[Start PAGE]

How to Get Shiny (but Not Greasy) Hair

BY Chanel Hays · November 16, 2017

Shiny hair represents health and vitality and even exudes a bit of glamour. But, if you struggle with oily skin and hair, amping up your shine most likely sounds terrifying. What we learned from Monique Murphy, owner of Electric Beauty Lab, is that shiny and greasy are different, and that shiny isn’t only achieved after a fabulous salon style. In her 12 years of experience, Murphy has seen a lot of hair. From that experience, she’s teased out six tips to get our hair in healthier and shinier shape.

1. Don’t wash your hair every day. 

While it may seem counterintuitive to the “But Not Greasy” part of our title, you should really take a day off (or two!) from your wash-rinse-repeat cycle. Hairdressers say this often, but Murphy helps break it down for us. She describes the negative cycle: “Your hair root has sebaceous glands that lubricate the skin and hair. When you wash your hair, you’re stripping away the oils, which tells your glands to produce more.”

[End PAGE]
[Start INFORMATION SHOWN]

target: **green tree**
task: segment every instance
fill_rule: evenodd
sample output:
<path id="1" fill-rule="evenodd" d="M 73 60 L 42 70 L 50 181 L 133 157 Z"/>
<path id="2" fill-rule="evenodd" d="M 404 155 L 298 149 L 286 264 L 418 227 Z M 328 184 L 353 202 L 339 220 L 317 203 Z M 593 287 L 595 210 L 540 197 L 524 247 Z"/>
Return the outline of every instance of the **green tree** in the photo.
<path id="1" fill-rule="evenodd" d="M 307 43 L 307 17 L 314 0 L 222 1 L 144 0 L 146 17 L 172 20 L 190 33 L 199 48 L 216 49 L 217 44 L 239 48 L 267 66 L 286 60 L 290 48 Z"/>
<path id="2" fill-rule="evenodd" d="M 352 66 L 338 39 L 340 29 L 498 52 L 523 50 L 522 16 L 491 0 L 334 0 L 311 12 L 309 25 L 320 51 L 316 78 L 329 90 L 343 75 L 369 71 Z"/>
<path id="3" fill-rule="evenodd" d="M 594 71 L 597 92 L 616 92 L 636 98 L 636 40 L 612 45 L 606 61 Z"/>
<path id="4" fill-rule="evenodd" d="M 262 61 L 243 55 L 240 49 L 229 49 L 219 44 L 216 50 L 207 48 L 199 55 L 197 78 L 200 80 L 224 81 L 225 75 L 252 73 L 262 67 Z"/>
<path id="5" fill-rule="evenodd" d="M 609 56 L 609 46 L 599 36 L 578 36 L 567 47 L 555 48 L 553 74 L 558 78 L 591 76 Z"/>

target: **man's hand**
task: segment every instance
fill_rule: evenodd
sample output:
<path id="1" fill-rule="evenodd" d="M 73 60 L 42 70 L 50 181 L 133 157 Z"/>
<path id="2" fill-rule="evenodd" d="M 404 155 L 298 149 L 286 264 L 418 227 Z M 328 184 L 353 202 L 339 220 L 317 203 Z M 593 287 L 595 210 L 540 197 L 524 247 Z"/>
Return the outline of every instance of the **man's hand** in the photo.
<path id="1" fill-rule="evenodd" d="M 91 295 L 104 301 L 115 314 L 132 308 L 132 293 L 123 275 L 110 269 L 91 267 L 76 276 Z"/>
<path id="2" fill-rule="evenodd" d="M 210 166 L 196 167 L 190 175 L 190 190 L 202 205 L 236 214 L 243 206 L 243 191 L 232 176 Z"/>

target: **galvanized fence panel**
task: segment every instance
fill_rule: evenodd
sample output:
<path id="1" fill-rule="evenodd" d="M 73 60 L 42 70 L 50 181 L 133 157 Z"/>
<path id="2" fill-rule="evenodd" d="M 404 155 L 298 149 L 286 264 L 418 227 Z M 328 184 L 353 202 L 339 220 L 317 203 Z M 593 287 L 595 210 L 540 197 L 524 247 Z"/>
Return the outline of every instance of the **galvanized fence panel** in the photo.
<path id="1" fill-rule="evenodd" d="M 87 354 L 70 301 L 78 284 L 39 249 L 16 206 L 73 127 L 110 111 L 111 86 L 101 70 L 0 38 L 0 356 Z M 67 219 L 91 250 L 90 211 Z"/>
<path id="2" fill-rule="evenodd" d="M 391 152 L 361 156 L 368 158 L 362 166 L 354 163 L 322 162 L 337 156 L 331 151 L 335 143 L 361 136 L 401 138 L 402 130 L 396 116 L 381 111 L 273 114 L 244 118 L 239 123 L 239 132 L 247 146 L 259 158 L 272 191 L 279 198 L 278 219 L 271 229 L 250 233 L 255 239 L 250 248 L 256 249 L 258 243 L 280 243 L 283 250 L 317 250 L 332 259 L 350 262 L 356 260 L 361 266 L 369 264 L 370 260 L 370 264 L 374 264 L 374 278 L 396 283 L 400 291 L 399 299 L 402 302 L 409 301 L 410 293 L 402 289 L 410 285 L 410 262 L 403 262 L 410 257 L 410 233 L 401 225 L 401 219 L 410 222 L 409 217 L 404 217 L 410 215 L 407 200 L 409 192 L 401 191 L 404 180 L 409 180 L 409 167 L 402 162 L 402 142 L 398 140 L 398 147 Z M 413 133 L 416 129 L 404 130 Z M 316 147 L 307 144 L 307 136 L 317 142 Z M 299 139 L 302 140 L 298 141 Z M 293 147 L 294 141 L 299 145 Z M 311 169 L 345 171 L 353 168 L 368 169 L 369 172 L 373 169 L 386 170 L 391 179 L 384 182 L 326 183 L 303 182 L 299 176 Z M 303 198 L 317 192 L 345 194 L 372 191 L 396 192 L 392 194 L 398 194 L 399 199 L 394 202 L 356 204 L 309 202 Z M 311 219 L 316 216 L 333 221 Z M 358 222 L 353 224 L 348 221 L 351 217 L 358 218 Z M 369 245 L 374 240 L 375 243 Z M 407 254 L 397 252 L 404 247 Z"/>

[End INFORMATION SHOWN]

EXERCISE TASKS:
**1)** Please reproduce the shiny-hair article starting at the words "BY Chanel Hays" and ending after "hair every day.".
**2)** According to the shiny-hair article, what business does Monique Murphy own?
**3)** Write what comes next in the shiny-hair article, picking up right after its last sentence.
The records have no connection to the shiny-hair article.

EXPECTED ANSWERS:
**1)**
BY Chanel Hays · November 16, 2017

Shiny hair represents health and vitality and even exudes a bit of glamour. But, if you struggle with oily skin and hair, amping up your shine most likely sounds terrifying. What we learned from Monique Murphy, owner of Electric Beauty Lab, is that shiny and greasy are different, and that shiny isn’t only achieved after a fabulous salon style. In her 12 years of experience, Murphy has seen a lot of hair. From that experience, she’s teased out six tips to get our hair in healthier and shinier shape.

1. Don’t wash your hair every day.

**2)** Electric Beauty Lab

**3)**
She goes on, “When you leave your hair dirty for a day or so, your scalp doesn’t need to produce as much oil to keep itself healthy.” Keep in mind that it might take a few weeks for your scalp to get the hint, so grab a quality dry shampoo and keep your eyes on the prize.

We recommend: Klorane Dry Shampoo with Oat Milk
This dry shampoo uses oat milk to step things up a notch, softening hair while absorbing grease. Prevent that gritty feeling and apply only to your roots, allowing the hair shaft to soak in your natural oils throughout the day.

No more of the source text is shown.